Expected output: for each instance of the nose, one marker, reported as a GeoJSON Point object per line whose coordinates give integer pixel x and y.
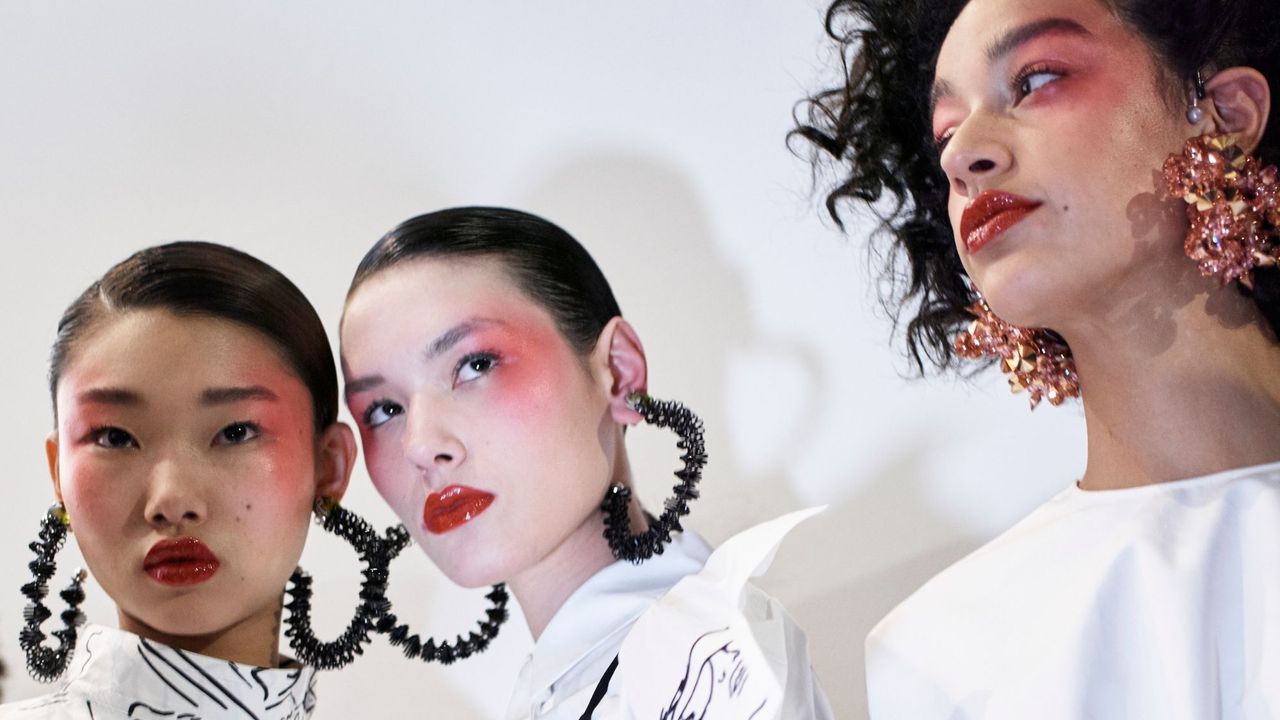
{"type": "Point", "coordinates": [976, 156]}
{"type": "Point", "coordinates": [174, 497]}
{"type": "Point", "coordinates": [428, 442]}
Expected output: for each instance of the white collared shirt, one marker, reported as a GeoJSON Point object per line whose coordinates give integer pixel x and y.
{"type": "Point", "coordinates": [1159, 601]}
{"type": "Point", "coordinates": [117, 674]}
{"type": "Point", "coordinates": [588, 632]}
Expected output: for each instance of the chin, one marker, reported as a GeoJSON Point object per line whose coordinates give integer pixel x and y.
{"type": "Point", "coordinates": [470, 569]}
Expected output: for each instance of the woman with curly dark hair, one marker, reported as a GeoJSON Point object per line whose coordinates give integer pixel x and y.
{"type": "Point", "coordinates": [1043, 167]}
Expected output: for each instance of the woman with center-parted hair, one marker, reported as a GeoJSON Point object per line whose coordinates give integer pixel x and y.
{"type": "Point", "coordinates": [492, 377]}
{"type": "Point", "coordinates": [195, 402]}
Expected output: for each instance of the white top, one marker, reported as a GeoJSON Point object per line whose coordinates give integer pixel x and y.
{"type": "Point", "coordinates": [115, 674]}
{"type": "Point", "coordinates": [595, 623]}
{"type": "Point", "coordinates": [1160, 601]}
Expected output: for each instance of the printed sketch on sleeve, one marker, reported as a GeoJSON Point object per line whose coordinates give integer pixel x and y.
{"type": "Point", "coordinates": [717, 683]}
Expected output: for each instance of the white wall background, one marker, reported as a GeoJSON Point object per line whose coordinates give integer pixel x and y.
{"type": "Point", "coordinates": [652, 131]}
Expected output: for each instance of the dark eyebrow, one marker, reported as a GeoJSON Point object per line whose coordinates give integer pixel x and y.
{"type": "Point", "coordinates": [109, 396]}
{"type": "Point", "coordinates": [224, 395]}
{"type": "Point", "coordinates": [438, 346]}
{"type": "Point", "coordinates": [361, 384]}
{"type": "Point", "coordinates": [1008, 42]}
{"type": "Point", "coordinates": [456, 335]}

■ ■ ■

:: ATTIVITÀ RICHIESTA ::
Citi alla lettera tutti i record riportati sopra, riga per riga. Tralasci le immagini nella risposta.

:: RISPOSTA ATTESA ::
Expected output: for each instance of the nose, one marker, reported as a GeoJSON Point object per line whose coordinates give integer pixel x and y.
{"type": "Point", "coordinates": [976, 156]}
{"type": "Point", "coordinates": [174, 497]}
{"type": "Point", "coordinates": [428, 442]}
Expected output: for each instance of the white collared shirt, one marker, reported as a GeoJSON Point object per line whose coordinates give integer pixel x and y.
{"type": "Point", "coordinates": [1159, 601]}
{"type": "Point", "coordinates": [117, 674]}
{"type": "Point", "coordinates": [588, 632]}
Expected output: for each instance of the chin, one marker, reported as a GeoJSON Point object per line whose coordinates give integer pixel x and y.
{"type": "Point", "coordinates": [470, 569]}
Expected output: for each instance of the woman with curly dark hair, one marker, reported as a GeoJSON Point object per line whose coordinates give integer pixel x and y.
{"type": "Point", "coordinates": [1043, 167]}
Expected output: for each instance of the woman with center-parted hair, one marker, reported as a GeoJSON Point object per line whose coordinates give integer pixel x and y.
{"type": "Point", "coordinates": [492, 377]}
{"type": "Point", "coordinates": [195, 402]}
Expected output: for each instance of the white top, one marker, reported as a GeoJSON Point object per line whose coordinates give integer pixel x and y.
{"type": "Point", "coordinates": [115, 674]}
{"type": "Point", "coordinates": [595, 623]}
{"type": "Point", "coordinates": [1160, 601]}
Expected output: for each instance of the printed sketch on sleeve, one marker, reported as a GeoJSON Point object per line whose coordinates give integer pixel x and y.
{"type": "Point", "coordinates": [717, 683]}
Expected output: for each instance of the white wall background, one marker, reported as a GeoJSON Point object per line whose coordinates give integer pixel x and y.
{"type": "Point", "coordinates": [652, 131]}
Expected output: for each instance of the dark eyebrow, one marker, reported as a GeoJSON Point object per line whose coordinates give integer pixel x and y.
{"type": "Point", "coordinates": [109, 396]}
{"type": "Point", "coordinates": [224, 395]}
{"type": "Point", "coordinates": [438, 346]}
{"type": "Point", "coordinates": [361, 384]}
{"type": "Point", "coordinates": [1008, 42]}
{"type": "Point", "coordinates": [456, 335]}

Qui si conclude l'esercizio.